Begin with the line holding "of the stacked" and write out each following line to the end of the data, exactly. Pictures are left out.

**EXCERPTED RECORDS:**
>>
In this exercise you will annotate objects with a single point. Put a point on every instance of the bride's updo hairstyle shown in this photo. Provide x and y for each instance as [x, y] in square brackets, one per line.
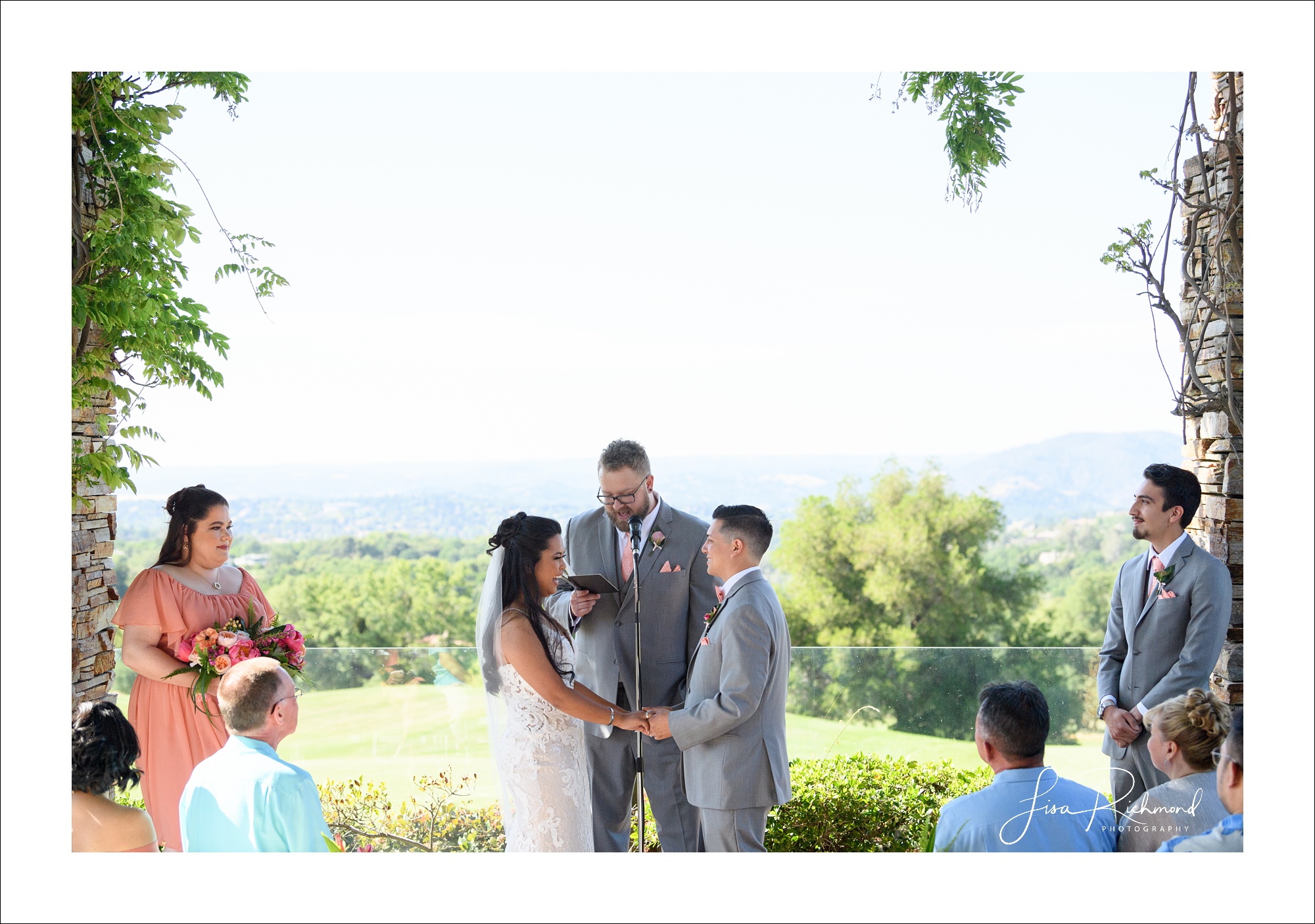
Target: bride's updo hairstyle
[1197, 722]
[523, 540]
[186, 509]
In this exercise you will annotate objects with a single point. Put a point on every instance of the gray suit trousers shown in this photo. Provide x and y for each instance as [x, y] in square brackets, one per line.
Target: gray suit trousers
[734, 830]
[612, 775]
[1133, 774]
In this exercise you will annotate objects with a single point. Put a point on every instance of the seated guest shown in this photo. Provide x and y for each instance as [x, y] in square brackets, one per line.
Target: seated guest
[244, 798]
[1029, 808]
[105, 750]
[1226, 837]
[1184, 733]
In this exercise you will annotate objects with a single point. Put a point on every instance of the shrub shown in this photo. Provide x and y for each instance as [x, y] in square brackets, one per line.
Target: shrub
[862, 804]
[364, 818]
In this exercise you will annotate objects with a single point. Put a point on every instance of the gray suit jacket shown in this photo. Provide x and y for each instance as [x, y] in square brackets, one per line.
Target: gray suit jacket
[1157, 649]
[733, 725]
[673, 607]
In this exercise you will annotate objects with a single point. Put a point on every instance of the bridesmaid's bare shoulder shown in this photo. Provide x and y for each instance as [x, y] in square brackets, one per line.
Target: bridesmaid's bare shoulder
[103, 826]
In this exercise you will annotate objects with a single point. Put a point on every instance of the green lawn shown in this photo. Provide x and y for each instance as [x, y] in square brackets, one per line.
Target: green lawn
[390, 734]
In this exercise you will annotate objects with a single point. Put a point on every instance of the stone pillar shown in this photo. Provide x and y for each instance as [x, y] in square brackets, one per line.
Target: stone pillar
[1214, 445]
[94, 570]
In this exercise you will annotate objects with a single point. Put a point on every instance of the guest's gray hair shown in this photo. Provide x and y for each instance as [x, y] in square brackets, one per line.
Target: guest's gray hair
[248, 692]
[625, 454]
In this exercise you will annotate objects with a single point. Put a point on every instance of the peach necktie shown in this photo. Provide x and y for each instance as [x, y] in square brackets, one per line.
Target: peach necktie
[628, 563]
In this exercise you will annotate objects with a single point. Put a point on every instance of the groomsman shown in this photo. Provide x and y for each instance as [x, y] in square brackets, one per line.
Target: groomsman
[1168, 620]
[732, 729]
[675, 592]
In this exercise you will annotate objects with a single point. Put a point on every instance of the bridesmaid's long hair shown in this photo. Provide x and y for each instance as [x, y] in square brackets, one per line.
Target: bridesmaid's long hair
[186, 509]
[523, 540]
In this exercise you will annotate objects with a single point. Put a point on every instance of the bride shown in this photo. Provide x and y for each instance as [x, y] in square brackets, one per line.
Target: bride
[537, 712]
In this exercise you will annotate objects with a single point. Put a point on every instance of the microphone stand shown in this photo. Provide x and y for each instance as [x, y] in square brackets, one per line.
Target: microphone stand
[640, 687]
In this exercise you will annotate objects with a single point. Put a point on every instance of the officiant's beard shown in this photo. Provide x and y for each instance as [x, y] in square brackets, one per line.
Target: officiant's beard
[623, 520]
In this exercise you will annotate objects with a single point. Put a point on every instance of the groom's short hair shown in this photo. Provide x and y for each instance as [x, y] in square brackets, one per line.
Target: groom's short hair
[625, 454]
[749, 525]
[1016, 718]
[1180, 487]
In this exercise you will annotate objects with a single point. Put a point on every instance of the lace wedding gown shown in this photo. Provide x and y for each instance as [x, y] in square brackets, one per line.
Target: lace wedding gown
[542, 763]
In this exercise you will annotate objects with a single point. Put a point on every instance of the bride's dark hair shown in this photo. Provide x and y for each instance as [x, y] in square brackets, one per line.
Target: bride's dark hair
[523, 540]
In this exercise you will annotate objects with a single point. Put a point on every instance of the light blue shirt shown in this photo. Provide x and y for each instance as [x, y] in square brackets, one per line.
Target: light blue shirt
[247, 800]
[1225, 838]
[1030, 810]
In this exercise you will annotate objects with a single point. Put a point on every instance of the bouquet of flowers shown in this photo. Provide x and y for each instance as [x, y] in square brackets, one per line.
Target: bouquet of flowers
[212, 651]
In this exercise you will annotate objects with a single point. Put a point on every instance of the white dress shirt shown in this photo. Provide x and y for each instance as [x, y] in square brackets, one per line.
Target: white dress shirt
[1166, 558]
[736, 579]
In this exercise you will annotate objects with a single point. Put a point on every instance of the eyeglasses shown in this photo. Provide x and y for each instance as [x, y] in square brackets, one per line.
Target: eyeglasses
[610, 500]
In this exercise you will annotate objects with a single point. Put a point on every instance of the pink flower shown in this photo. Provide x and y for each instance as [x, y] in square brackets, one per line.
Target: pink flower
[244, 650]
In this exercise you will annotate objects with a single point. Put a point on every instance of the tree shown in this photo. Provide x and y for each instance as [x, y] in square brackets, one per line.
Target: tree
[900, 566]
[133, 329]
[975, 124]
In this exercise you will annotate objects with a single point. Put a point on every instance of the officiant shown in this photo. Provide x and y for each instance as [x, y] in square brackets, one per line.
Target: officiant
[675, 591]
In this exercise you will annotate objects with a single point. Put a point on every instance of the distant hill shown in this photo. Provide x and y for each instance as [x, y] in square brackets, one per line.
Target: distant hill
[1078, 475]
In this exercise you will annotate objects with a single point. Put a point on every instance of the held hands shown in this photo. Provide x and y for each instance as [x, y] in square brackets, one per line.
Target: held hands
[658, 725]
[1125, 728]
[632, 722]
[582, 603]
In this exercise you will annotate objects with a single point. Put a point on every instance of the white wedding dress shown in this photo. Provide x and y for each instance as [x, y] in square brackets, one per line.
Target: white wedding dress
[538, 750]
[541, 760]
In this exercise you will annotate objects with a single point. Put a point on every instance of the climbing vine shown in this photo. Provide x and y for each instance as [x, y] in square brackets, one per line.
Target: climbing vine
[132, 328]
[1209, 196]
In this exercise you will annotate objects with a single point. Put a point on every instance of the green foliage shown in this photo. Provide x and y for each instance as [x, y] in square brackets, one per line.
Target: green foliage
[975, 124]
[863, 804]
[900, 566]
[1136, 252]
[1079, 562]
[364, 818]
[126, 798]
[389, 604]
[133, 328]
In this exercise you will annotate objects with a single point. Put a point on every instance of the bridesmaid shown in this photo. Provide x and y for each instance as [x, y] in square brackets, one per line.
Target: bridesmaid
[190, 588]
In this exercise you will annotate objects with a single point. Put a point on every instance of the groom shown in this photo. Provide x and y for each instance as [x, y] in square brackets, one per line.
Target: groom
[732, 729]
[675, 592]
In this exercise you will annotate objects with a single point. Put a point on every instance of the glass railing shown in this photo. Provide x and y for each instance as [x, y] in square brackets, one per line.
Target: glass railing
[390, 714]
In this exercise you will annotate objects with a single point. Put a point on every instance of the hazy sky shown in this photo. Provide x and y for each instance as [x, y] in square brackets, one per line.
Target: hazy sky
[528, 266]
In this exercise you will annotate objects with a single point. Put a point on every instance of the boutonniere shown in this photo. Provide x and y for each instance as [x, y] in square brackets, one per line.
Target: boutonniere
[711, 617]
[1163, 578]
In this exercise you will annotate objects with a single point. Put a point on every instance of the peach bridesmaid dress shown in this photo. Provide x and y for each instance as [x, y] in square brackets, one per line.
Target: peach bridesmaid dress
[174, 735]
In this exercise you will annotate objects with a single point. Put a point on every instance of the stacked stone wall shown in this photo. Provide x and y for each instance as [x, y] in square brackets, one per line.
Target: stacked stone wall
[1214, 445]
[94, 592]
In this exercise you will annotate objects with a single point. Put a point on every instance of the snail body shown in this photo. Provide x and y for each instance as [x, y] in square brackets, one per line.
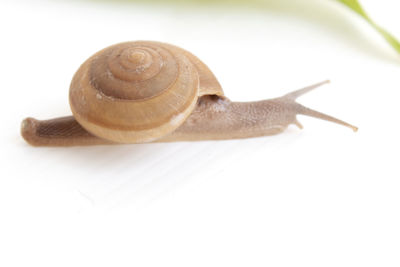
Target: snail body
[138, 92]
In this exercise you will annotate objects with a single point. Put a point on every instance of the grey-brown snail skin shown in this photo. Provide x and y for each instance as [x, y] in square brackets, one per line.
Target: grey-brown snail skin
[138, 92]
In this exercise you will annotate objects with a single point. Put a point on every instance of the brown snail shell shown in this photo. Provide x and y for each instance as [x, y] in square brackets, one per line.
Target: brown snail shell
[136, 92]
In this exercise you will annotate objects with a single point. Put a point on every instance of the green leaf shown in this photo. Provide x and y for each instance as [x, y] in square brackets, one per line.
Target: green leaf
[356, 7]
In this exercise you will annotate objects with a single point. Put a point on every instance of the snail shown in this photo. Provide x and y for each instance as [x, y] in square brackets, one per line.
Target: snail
<<
**EXPECTED ANSWER:**
In this exercise you will annotate objects with a single point. Put a point on every instance of the stacked stone wall shown in this photo. Provide x and y for each instance as [x, y] in square brackets, one per line.
Target: stacked stone wall
[1214, 445]
[94, 592]
In this exercise you will annotate objects with a single point. Put a point on every instance of the snail body shown in this photo. Provide x and y for each instance as [x, y] in square brackets, one per line.
Target: snail body
[138, 92]
In this exercise you will annotate objects with a single point. Put a point on every instance of the grey-brown snail skin shown in this photo. Provide x and y for each instance as [x, y] in square brackets, one per line.
Target: grey-brown snail skin
[138, 92]
In this exercise you will annotate objects with a single point. Put a point on every instance of the brown snail shell shown in this photo. Provide x and y for each instance as [x, y] in square brackets, one per line.
Target: brown snail shell
[136, 92]
In this exercise you will annotate objects with a single point. Put a point on every instance of the green leaf shown in this photo. Provide x and y for each instance as [x, y] in square brackets, one per line.
Target: green leaf
[356, 7]
In this exercise you will annotate objects with a single point. Put a point on every instance of the snail shown in this photo. Provide x and y for each instance as [x, y] in square brackets, one per line.
Target: snail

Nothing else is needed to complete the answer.